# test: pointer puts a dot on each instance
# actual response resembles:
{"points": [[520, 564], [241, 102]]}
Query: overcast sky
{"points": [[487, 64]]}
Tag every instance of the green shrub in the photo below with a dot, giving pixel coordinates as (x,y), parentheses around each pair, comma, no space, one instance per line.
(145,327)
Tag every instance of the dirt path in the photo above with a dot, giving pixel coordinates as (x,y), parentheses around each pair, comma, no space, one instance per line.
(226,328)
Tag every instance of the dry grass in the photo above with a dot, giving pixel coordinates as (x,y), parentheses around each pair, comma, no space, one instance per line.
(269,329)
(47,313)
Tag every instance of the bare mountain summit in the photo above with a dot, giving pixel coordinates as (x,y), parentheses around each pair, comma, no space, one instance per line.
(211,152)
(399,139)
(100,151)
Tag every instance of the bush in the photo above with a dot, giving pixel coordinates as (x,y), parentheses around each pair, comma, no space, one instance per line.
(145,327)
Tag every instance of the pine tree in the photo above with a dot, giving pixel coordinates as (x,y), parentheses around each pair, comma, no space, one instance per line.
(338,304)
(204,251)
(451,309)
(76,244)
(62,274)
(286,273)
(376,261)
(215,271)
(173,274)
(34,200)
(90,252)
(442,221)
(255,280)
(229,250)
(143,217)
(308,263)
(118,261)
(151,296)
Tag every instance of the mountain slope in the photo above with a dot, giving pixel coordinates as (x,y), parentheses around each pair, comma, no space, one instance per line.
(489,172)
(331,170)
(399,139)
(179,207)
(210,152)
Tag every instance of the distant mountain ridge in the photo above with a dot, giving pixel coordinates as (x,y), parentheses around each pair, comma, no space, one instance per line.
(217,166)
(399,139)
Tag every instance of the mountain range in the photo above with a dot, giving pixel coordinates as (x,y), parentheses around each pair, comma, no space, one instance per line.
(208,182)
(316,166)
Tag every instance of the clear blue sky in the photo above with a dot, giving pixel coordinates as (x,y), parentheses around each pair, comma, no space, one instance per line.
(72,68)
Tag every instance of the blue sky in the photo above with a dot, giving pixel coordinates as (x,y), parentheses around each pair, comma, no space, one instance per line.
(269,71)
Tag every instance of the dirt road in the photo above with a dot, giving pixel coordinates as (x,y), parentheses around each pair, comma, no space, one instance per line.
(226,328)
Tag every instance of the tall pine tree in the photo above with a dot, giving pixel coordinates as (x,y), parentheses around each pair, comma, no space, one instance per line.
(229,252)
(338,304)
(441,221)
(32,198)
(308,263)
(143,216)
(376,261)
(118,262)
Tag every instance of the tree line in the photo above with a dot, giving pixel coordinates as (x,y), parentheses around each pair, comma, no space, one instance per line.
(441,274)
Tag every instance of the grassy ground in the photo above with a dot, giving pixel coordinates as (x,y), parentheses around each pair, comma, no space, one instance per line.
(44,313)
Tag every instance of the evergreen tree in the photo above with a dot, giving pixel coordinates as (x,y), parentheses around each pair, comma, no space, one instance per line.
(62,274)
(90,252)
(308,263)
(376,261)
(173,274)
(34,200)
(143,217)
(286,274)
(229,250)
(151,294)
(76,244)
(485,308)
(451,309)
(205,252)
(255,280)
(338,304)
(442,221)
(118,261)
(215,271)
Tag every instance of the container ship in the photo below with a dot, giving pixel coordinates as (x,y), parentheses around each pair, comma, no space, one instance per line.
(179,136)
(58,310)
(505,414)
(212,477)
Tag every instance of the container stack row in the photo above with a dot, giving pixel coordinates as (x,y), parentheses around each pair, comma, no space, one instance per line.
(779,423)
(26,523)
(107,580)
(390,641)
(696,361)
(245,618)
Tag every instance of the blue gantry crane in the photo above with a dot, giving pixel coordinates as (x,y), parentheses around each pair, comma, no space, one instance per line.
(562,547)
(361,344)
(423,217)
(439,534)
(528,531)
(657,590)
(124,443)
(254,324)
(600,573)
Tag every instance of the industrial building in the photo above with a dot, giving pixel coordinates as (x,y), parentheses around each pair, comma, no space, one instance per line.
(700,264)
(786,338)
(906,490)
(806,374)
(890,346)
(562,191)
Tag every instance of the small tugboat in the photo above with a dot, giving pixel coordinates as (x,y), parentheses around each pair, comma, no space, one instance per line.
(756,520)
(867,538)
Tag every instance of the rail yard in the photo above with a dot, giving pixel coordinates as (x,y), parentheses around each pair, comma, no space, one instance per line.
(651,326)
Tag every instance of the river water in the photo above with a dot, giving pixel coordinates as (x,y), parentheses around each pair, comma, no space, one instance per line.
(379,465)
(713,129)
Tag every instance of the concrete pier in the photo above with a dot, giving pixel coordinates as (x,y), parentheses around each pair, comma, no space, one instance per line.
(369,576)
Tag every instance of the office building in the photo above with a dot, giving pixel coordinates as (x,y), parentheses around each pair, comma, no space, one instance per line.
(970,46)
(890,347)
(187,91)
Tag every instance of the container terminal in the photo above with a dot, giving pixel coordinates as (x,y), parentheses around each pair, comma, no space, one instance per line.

Requirement> Return every line of the listing above unchanged, from its first line through its last.

Task output>
# test: pointer puts a dot on each instance
# actual response resembles:
{"points": [[520, 564], [241, 102]]}
Query: overcast sky
{"points": [[487, 64]]}
Tag every instance of the green shrub in the photo below with a dot, giving pixel coordinates as (x,y), parentheses around each pair, comma, no space, one instance per line.
(145,327)
Tag every instance of the dirt path in the photo above with a dot, giving pixel coordinates as (x,y), parentheses around each pair, comma, no space, one instance per line.
(226,328)
Tag every instance of the dry grass in the photo above with a dot, giving pixel coordinates as (x,y), parentheses around each pair, comma, no space, one instance per line.
(269,329)
(47,313)
Tag every instance of the bare mountain summit in the photo above with a dot, giving pixel coordinates as (x,y), parentheses around each pair, comma, no space, one instance per line.
(211,152)
(399,139)
(100,151)
Tag every instance of the bush in the photo above with a dot, giving pixel coordinates as (x,y), parentheses around each pair, comma, no space, one instance per line.
(145,327)
Tag every instance of the pine tree in the photo above with a dot, giving pixel coordinates as (x,y), parentheses around each pair, comma, no space, one instance per line.
(338,304)
(204,251)
(451,309)
(76,244)
(62,274)
(286,273)
(376,261)
(215,271)
(173,274)
(34,200)
(90,252)
(442,221)
(255,280)
(229,250)
(143,217)
(308,263)
(118,261)
(151,296)
Tag every instance of the mountain slope in the photo above with a dot, giving pixel coordinates as (x,y), parentheses around each pair, comma, no space, one instance per line.
(489,172)
(331,170)
(399,139)
(179,207)
(210,152)
Tag every instance of the distant mountain ridge in the photo above with a dot, giving pixel coordinates as (x,y), parentheses around each pair, comma, no space, one instance per line.
(217,166)
(399,139)
Tag every instance of the mountain range in the photo above with a dot, giving pixel coordinates as (x,y), parentheses around each pair, comma, no space, one instance per line.
(208,182)
(316,166)
Tag every instance of the clear blue sky in the photo above with a dot, giving pixel coordinates as (x,y), parentheses around each pair, comma, no space, one instance per line.
(72,68)
Tag every instance of the blue sky in the photo above with a dot, giving pixel coordinates as (x,y), parentheses around each pair, comma, no space, one instance per line.
(269,71)
Tag every instance of the dirt road in the photo above with a dot, giving pixel coordinates as (x,y), parentheses around each pair, comma, no space, one instance per line.
(226,328)
Tag every instance of the tall pine tree in the photo above with a dot, giving pixel coordinates as (x,y), parentheses around each pair, comma, no space, one instance per line.
(229,252)
(338,304)
(441,221)
(32,198)
(308,263)
(143,216)
(376,261)
(118,262)
Tag every instance of the tree line in the photo above with a dot, giving pixel coordinates as (x,y), parentheses around each pair, comma, no space, one instance per line.
(441,274)
Tag every instance of the grassy ground in the photo above with a dot, giving pixel coordinates as (x,y), parentheses around each pair, comma, no space, one instance per line.
(44,313)
Tag every instance of the evergreen tree in the photo above with a dot, giving pixel coordinates as (x,y), parentheses around each pair, comma, no space, one instance per line.
(62,274)
(90,252)
(308,263)
(376,261)
(173,274)
(34,200)
(143,217)
(286,274)
(229,250)
(151,294)
(76,244)
(485,308)
(451,309)
(205,252)
(255,280)
(338,304)
(442,221)
(118,261)
(215,271)
Tag every instance of the container ship in the photo below with a dot, giving pixel coordinates as (x,y), parentheses around each pair, comma, no space, one instance per line.
(179,136)
(58,310)
(505,414)
(212,477)
Tag every instance of the container stack row in the photo above with a dot, giving pixel coordinates as (x,y), parentheses around each pair, comma, no space, one instance per line.
(779,423)
(26,523)
(107,580)
(390,641)
(696,361)
(245,618)
Tag every instance of the blue gantry crane in the photo above with a dot, giving pixel coordinates as (x,y), parentheses around each pair, comma, no space, one instance per line.
(562,547)
(361,344)
(423,217)
(439,534)
(528,531)
(657,590)
(124,443)
(254,324)
(600,573)
Tag every instance of the industrial building in the photo above with a dot, giving pixel coordinates as (x,y), parentheses around each pair, comma, no space, one instance per line.
(700,264)
(786,338)
(906,490)
(806,374)
(890,346)
(562,191)
Tag every instance of the small tugboat in the photo above with a dot, giving pixel coordinates as (x,y), parentheses around each pair, comma, no space, one instance per line.
(756,520)
(867,538)
Tag every instance of the rail yard in the photo above with a dot, giving pixel coordinates as (x,y), parentheses around each pair, comma, no space, one instance per line.
(651,326)
Tag every instance of the river water in the photo above with a dot, giving pixel coordinates as (x,y), parentheses around each pair, comma, no space, one instance per line.
(379,465)
(713,129)
Tag every instance of the concrete pier in the photo above with a dot, giving pixel coordinates as (x,y), parentheses around each pair, comma, no space, one instance per line.
(369,576)
Tag every instance of the office building in the photo above with a dot, giving pixel coordinates as (x,y), parentheses around each pair, comma, no space, one instance per line.
(970,46)
(890,347)
(187,91)
Tag every instance of the container terminal in the photo above with a dot, giving pixel coordinates as (x,y), parentheses around each pair, comma, no space, one instance per line.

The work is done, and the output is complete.